Text section ::
--------------------
The movement of this passage is entirely characteristic:  an inventory of the procedural dialogue of the cockpit dissolves into lyrical evocation which is then identified and absorbed as data - to be computed, worked with, responded to.  At the start of the novel, when Cleve is a passenger en route to Korea, gazing out the cabin window, Salter stresses that “His eye was the flyer’s.  He saw the hostile mountains, the absence of good landmarks, and the few places flat enough to land in an emergency.”  But in Cleve’s later straining to make out exactly what he is seeing in the “dreamy rain” and his failure to see the MiGs that he knows must be there Salter hints at a potential flaw in his protagonist’s make-up.  For pilots the eyes are everything: “It came down to that, time after time, who could see the farthest”.  Cleve’s wingman and rival, Pell, has vision so good - “he can see a bird’s nest from forty thousand” - it amounts almost to a kind of second sight.

Everything in the novel is rendered from within the world-view and idiom of the fighter pilots (the planes are almost always referred to as ships!).  It is, without question, one of the greatest flying novels ever written.  However meticulously and faithfully rendered, though, flying is important not simply as an end in itself but as a test of character, of how one reacts in the face of destiny (again there are echoes of Saint-Exupéry here).  You do everything you can to control what happens but at some point – to return to Burning the Days – you are left “facing the unalterable.”  Cocooned in his cockpit, as alone “and isolated as a deep-sea diver”, the pilot achieves - or fails to - a state of grace in and through his isolation.

This is at the heart of Salter’s ethic of solitary splendour.  It is part of the sheer definition of self attained by Rand, the climber-hero of his later novel Solo Faces (1979): “There is something greater than the life of the cities, greater than money and possessions; there is a manhood that can never be taken away.  For this, one gives everything.”
--------------------
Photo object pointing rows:

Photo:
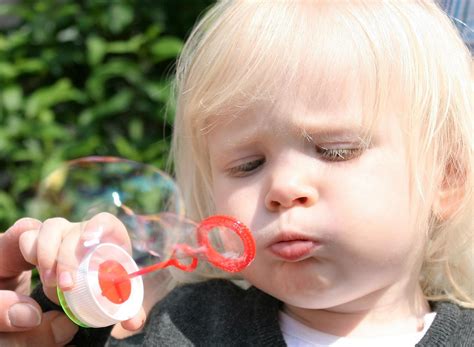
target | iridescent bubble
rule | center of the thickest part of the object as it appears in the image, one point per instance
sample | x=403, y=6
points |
x=129, y=221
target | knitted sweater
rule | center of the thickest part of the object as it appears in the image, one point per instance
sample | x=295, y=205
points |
x=219, y=313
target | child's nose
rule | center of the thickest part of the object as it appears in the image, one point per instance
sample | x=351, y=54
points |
x=289, y=190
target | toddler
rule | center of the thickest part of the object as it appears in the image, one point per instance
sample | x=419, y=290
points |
x=341, y=133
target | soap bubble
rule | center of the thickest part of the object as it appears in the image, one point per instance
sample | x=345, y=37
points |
x=129, y=221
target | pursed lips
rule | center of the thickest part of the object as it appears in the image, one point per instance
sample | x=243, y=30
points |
x=292, y=246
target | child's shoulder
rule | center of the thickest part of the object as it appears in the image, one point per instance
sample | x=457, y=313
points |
x=453, y=326
x=215, y=312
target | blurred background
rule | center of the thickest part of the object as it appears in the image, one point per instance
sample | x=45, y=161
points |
x=91, y=77
x=80, y=78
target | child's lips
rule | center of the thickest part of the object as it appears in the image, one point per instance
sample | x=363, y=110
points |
x=293, y=250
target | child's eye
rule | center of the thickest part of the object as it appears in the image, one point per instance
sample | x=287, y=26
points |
x=338, y=154
x=246, y=168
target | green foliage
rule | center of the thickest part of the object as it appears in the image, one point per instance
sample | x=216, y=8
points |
x=81, y=78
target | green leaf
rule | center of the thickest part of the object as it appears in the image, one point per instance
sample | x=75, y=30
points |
x=96, y=49
x=7, y=71
x=130, y=46
x=119, y=17
x=120, y=102
x=123, y=68
x=47, y=97
x=126, y=149
x=166, y=47
x=12, y=98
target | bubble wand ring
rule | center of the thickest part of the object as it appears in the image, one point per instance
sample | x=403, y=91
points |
x=215, y=258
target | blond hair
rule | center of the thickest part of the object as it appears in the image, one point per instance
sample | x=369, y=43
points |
x=242, y=52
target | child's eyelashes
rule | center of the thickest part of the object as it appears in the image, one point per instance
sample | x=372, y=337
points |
x=338, y=154
x=246, y=168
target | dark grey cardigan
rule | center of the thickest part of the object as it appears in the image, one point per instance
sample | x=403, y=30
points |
x=219, y=313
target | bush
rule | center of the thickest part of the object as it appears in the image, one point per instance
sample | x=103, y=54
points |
x=84, y=78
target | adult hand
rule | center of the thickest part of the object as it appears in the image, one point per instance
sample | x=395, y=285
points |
x=22, y=322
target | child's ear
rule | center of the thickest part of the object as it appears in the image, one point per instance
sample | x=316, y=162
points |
x=450, y=193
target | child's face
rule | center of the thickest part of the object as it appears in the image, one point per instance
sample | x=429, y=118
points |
x=332, y=220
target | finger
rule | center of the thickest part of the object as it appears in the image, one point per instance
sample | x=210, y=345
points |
x=10, y=249
x=69, y=258
x=135, y=323
x=62, y=328
x=105, y=227
x=49, y=241
x=55, y=330
x=28, y=242
x=18, y=312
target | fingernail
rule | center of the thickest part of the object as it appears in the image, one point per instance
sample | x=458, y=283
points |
x=49, y=278
x=65, y=280
x=23, y=315
x=63, y=329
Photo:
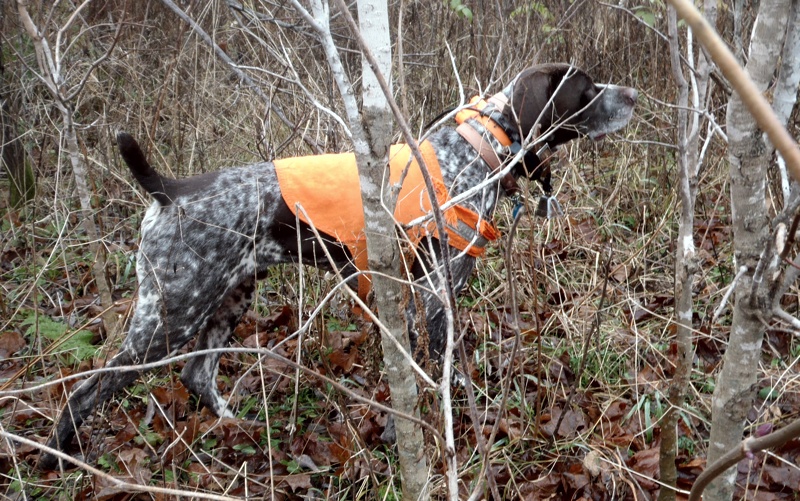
--------------------
To be done ::
**1.** Answer these questions about the Salter text:
(a) What can Pell, Cleve's wingman, reportedly see from forty thousand?
(b) What are the planes almost always called in the novel?
(c) Who is the climber-hero of Solo Faces, and in what year did that novel appear?
**2.** Could you carry on the Salter text from its final sentence, keeping the same critical voice?

Responses per task ::
**1.**
(a) A bird's nest.
(b) Ships.
(c) Rand; 1979.

**2.**
Even here there is ambiguity, however.  For Rand also basks in recognition.  “A kind of distinction surrounded him, of being marked for a different life. That distinction meant everything.”  It is the same with Cleve and the other pilots; their kills have to be recorded on film or vouched for by others to be verified.  Cleve craves the bestowal of public acclaim that five kills will grant him.  Only when that has been achieved can it be rejected; until then failure stalks him like a curse.  On leave in Tokyo Cleve explains to a girl he has met that “truth doesn’t always come from truthful men.”  In a defining twist he ultimately achieves his moment of truth through a kind of falsehood; having “searched the whole heavens for his destiny and godliness” he ends up finding them “on earth.”   His triumph lies in attaining what he has most sought and then voluntarily renouncing it - and all the acclaim that should have gone with it.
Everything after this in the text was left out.